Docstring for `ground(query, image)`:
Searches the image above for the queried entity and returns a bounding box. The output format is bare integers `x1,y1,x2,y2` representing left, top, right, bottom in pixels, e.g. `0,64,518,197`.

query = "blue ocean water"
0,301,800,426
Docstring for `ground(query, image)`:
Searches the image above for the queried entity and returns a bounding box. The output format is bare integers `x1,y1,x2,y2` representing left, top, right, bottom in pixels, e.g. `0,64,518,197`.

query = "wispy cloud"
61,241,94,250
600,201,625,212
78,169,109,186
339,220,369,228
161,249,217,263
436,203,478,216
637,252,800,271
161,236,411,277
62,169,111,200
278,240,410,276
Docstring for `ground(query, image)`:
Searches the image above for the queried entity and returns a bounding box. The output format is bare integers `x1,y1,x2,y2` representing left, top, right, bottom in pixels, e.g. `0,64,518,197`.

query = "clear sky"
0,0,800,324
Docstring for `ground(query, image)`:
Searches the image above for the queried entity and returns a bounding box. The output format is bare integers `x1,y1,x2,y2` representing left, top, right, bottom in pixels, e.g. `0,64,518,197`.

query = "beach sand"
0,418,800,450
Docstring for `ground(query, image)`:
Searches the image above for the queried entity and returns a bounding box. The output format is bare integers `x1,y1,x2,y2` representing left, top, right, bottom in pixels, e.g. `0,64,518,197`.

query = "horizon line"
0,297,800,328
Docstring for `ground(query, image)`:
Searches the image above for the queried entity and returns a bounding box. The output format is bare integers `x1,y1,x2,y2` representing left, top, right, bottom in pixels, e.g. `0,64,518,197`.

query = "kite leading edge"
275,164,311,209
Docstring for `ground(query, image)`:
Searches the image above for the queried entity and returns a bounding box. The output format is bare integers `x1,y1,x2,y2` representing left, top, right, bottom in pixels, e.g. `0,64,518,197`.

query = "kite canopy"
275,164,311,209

+ + +

Starting at the first of the lines above and ending at the line that contains "278,240,410,276", write those lines out again, requests included. Rescale each bounding-box coordinate in the answers by 0.6 and round to whole numbers with halves going up, but leave every number in the requests as it is.

Docstring for `ground(query, image)`:
Searches the image above for the queried entity and returns a bounding box. The output format is bare integers `x1,y1,x2,y2` representing left, top, right, bottom in pixels, e.g. `0,64,518,197`.

query = "blue ocean water"
0,181,480,256
Docstring for `ground(query, image)`:
Searches the image above for the queried entity and returns a bounding box. The output format is bare integers `x1,y1,x2,y2` representing left, top, right, bottom in pixels, e.g. `0,64,518,197`.

query = "wispy cloud"
37,145,56,150
360,121,375,127
47,101,65,112
203,132,221,137
97,149,130,158
262,122,287,130
382,151,480,163
97,142,247,166
37,101,67,120
167,144,246,166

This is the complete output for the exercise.